- _THE INPUT_:
==================================================

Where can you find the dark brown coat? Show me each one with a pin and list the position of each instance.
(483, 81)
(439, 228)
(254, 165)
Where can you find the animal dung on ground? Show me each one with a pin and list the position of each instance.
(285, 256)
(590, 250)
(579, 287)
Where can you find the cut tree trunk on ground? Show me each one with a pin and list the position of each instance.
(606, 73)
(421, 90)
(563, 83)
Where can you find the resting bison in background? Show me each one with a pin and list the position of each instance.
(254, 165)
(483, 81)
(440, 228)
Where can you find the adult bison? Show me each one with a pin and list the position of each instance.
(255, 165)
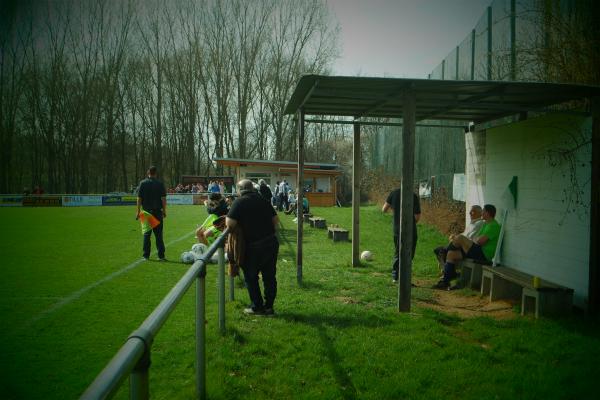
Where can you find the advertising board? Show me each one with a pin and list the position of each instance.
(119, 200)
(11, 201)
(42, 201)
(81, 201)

==================================================

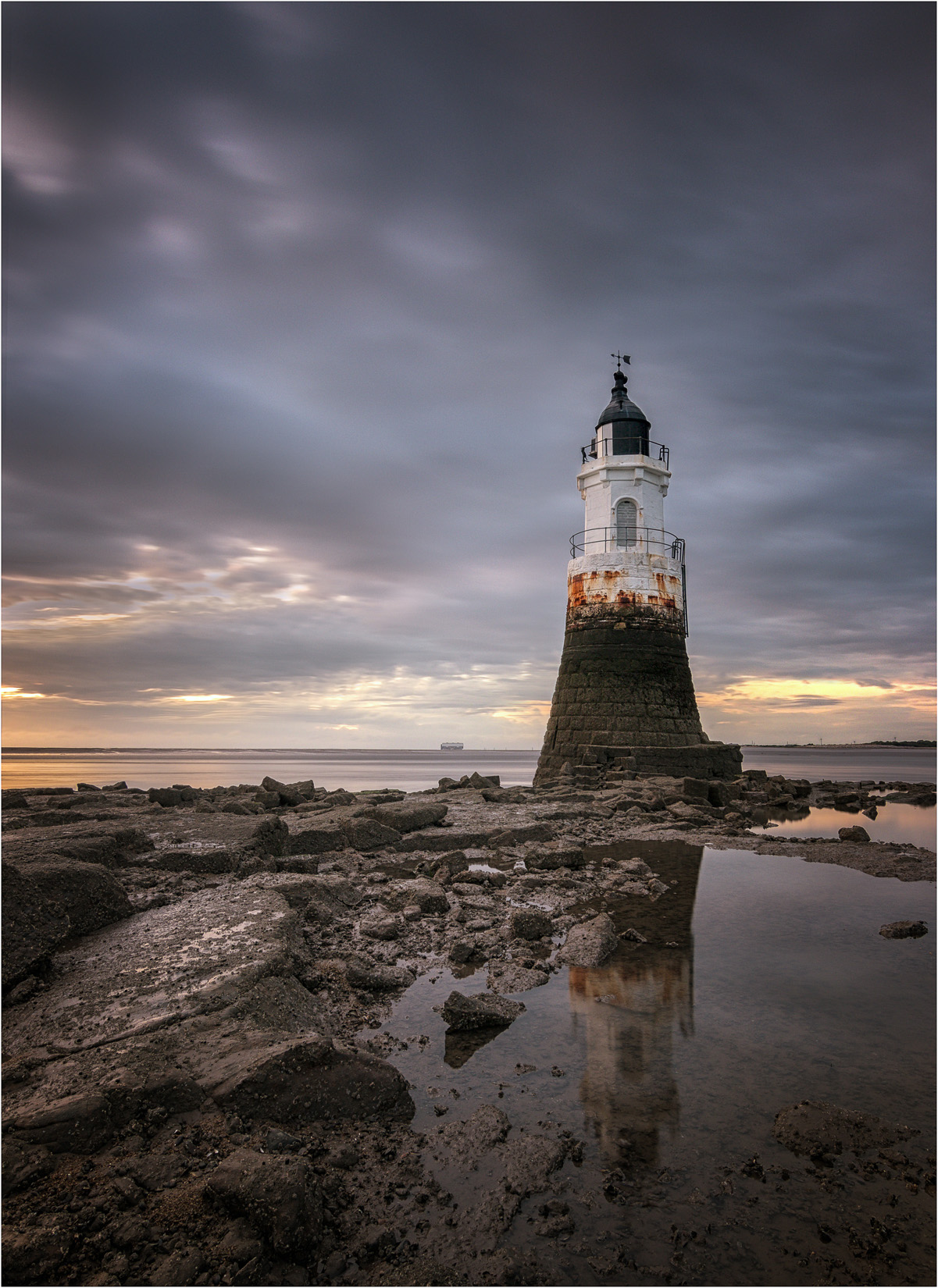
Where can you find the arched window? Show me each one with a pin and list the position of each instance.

==================================================

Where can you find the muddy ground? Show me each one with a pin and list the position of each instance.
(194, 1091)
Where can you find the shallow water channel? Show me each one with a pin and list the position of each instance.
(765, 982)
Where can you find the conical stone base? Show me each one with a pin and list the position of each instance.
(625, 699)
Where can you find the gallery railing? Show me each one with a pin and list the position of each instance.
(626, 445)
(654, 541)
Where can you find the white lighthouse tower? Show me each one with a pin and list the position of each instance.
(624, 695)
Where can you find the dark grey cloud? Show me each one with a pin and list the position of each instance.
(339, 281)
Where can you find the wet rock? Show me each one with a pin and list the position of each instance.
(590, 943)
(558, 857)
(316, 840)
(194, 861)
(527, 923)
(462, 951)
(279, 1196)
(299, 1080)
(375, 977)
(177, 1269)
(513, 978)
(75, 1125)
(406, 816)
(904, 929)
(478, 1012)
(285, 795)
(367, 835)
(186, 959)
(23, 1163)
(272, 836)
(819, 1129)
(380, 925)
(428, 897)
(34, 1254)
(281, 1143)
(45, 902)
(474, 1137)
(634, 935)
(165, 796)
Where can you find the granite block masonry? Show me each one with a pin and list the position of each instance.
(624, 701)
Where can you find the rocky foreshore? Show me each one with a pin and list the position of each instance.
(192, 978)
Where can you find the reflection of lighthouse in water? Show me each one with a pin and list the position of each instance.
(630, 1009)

==================================================

- _EXERCISE DESCRIPTION_:
Can you rewrite the lines beginning with the one containing "Where can you find the rocky" and continuing through the one containing "(630, 1009)", putting "marker" in place of "pin" and leaving everything else as it is?

- _THE ANSWER_:
Where can you find the rocky foreshore? Show me each one with a marker and list the position of each instance.
(192, 978)
Where can you find the reflection of lighthouse in water? Show me each one with a marker and list the position of each instance.
(630, 1009)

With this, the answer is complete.